The problem → Locate the line that contains "Target: white dress". Print it and each following line through the end of the listing, verbatim, and nothing more.

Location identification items
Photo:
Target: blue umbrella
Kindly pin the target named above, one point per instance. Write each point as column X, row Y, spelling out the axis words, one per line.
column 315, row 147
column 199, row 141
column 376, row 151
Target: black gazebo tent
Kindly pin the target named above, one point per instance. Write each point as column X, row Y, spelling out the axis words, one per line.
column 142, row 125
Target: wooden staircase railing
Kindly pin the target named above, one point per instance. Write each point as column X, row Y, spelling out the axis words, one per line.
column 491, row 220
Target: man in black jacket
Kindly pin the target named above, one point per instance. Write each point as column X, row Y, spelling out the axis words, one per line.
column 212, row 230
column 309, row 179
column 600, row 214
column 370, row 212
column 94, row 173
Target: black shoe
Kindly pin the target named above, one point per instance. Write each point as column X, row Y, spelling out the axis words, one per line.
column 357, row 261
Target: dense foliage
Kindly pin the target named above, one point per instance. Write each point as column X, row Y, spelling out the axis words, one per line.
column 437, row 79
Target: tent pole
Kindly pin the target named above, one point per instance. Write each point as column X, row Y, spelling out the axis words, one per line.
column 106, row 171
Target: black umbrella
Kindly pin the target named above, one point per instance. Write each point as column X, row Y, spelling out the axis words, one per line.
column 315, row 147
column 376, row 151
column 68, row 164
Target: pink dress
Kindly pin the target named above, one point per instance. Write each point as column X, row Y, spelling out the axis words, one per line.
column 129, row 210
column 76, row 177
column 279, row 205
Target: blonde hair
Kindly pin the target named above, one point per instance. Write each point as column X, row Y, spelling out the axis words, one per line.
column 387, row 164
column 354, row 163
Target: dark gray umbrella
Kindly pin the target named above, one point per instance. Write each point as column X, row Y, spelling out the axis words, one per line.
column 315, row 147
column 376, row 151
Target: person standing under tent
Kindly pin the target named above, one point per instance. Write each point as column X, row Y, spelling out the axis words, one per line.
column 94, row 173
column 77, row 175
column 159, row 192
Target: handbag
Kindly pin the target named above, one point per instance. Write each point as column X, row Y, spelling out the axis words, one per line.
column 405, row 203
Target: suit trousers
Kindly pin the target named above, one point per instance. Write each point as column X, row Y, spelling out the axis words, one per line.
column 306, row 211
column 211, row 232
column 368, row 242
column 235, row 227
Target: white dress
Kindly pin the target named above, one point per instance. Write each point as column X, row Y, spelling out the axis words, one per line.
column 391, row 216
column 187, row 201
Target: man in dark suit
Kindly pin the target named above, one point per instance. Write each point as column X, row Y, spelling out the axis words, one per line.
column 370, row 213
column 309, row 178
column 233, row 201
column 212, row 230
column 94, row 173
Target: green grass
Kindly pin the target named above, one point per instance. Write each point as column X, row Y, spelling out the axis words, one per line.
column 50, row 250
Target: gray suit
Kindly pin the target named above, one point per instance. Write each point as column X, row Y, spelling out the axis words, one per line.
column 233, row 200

Result →
Target: white dress
Kindly pin the target named above, one point per instance. Write each point as column X, row Y, spelling out the axis words, one per line.
column 391, row 216
column 187, row 201
Target: man in dark suit
Kindly pin the target named above, one point per instance. Write each point as column X, row Y, spelling out the axis words, one per line.
column 370, row 213
column 309, row 178
column 233, row 201
column 212, row 230
column 94, row 173
Target: green grass
Kindly pin the target named above, one point per instance. Write each point as column X, row Y, spelling out the axis words, one per line.
column 50, row 250
Target: gray suit
Kindly pin the target named above, one point per instance. Write each point as column X, row Y, spelling out the axis words, one per line.
column 233, row 200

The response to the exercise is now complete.